== Exercise objective ==
Return the records below exactly, leaving nothing out.
[Extracted records — start]
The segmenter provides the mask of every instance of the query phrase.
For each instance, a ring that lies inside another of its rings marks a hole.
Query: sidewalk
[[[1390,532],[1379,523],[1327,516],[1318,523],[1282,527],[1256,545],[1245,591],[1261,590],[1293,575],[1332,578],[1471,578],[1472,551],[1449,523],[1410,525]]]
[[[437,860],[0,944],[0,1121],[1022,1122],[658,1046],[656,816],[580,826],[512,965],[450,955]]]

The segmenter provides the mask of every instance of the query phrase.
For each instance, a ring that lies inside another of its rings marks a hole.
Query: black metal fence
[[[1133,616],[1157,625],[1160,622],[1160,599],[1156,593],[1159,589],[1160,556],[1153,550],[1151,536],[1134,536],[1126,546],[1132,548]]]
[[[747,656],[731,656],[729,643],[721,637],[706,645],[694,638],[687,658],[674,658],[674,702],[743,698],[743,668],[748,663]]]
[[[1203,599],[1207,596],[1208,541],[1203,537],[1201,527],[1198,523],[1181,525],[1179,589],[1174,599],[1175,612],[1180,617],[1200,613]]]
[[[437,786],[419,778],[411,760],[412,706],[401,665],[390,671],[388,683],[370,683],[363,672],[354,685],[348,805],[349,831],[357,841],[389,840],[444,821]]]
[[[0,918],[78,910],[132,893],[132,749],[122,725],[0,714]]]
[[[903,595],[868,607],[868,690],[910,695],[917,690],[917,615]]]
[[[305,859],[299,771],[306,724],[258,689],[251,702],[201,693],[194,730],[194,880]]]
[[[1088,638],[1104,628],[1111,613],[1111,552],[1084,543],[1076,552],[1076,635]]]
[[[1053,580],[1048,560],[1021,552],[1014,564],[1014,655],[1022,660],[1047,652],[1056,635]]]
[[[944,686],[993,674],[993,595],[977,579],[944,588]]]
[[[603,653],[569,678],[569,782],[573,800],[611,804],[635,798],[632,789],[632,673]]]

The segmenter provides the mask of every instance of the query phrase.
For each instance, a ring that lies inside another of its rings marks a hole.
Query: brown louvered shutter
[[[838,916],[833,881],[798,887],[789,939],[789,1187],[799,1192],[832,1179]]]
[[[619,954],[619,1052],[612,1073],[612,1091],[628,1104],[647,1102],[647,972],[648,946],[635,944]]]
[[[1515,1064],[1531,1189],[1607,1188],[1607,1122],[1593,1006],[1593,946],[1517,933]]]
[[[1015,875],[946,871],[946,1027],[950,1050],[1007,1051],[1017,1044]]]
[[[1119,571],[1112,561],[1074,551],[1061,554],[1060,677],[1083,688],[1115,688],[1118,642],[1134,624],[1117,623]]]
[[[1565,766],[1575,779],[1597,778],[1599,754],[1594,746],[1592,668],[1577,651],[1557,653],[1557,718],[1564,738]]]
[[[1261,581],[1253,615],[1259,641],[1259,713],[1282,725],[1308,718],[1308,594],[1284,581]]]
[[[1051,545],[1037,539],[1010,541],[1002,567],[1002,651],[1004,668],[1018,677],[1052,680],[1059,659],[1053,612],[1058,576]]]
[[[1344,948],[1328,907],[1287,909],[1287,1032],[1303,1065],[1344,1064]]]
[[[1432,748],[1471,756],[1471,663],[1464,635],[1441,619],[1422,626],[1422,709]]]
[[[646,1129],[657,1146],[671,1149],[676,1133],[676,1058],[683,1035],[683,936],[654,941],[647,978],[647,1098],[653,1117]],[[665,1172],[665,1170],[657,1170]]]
[Extracted records — finish]
== Output of the exercise ==
The segmenter provides the mask of every instance of the query phrase.
For each instance, a ring that lies inside another of its rings marks a hole.
Query: sidewalk
[[[1390,532],[1379,523],[1327,516],[1318,523],[1282,527],[1256,545],[1245,591],[1261,590],[1293,575],[1332,578],[1471,578],[1472,551],[1449,523],[1410,525]]]
[[[437,860],[0,944],[0,1121],[1022,1122],[658,1046],[656,816],[580,826],[512,965],[450,955]]]

The segmenter provides the mask of every instance of the query phrase.
For each instance, a ring that lies inside another of its rings marks a hole.
Query: black metal fence
[[[1133,616],[1157,625],[1160,622],[1160,599],[1156,593],[1159,589],[1160,556],[1153,550],[1151,536],[1134,536],[1126,546],[1132,548]]]
[[[747,656],[731,656],[729,643],[721,637],[706,645],[694,638],[687,658],[674,658],[674,702],[743,698],[743,668],[748,663]]]
[[[1203,599],[1207,596],[1208,541],[1203,537],[1201,527],[1198,523],[1181,525],[1179,589],[1174,599],[1175,612],[1180,617],[1200,613]]]
[[[437,786],[419,778],[411,760],[412,706],[401,665],[390,671],[388,683],[370,683],[363,672],[354,685],[348,805],[349,831],[357,841],[389,840],[444,821]]]
[[[0,918],[78,910],[132,893],[132,749],[122,725],[0,714]]]
[[[903,595],[868,607],[868,690],[910,695],[917,690],[917,615]]]
[[[305,859],[299,771],[306,724],[258,689],[251,702],[201,693],[194,730],[194,880]]]
[[[1088,638],[1104,628],[1111,613],[1111,552],[1084,543],[1076,552],[1076,635]]]
[[[1053,580],[1048,560],[1021,552],[1014,564],[1014,655],[1022,660],[1047,652],[1056,635]]]
[[[944,686],[993,674],[993,595],[977,579],[944,588]]]
[[[603,653],[569,678],[569,782],[573,800],[611,804],[635,798],[632,789],[632,673]]]

The segmenter provides the mask of every instance of the query phrase.
For each instance, a ring that lies inside another of its rings marks a hole.
Query: brown louvered shutter
[[[838,916],[833,881],[798,887],[789,939],[789,1187],[799,1192],[832,1179]]]
[[[619,954],[619,1052],[612,1073],[612,1091],[628,1104],[647,1102],[647,972],[648,946],[635,944]]]
[[[1515,1064],[1531,1189],[1607,1188],[1607,1122],[1593,1006],[1593,946],[1517,933]]]
[[[1015,875],[946,871],[946,1027],[950,1050],[1007,1051],[1017,1044]]]
[[[1119,571],[1112,561],[1074,551],[1061,554],[1060,677],[1083,688],[1115,688],[1118,642],[1134,624],[1117,623]]]
[[[1565,766],[1575,779],[1597,778],[1599,754],[1594,746],[1592,668],[1577,651],[1557,653],[1557,718],[1564,738]]]
[[[1261,581],[1253,615],[1259,641],[1259,713],[1282,725],[1308,718],[1308,594],[1284,581]]]
[[[1051,545],[1037,539],[1010,541],[1002,567],[1002,651],[1004,668],[1018,677],[1052,680],[1059,659],[1053,612],[1058,576]]]
[[[1344,948],[1328,907],[1287,909],[1287,1032],[1303,1065],[1344,1064]]]
[[[1432,748],[1471,756],[1471,663],[1464,635],[1441,619],[1422,626],[1422,709]]]
[[[646,1129],[657,1146],[671,1149],[676,1133],[676,1058],[683,1035],[683,936],[654,941],[647,978],[647,1098],[653,1117]],[[665,1172],[665,1170],[657,1170]]]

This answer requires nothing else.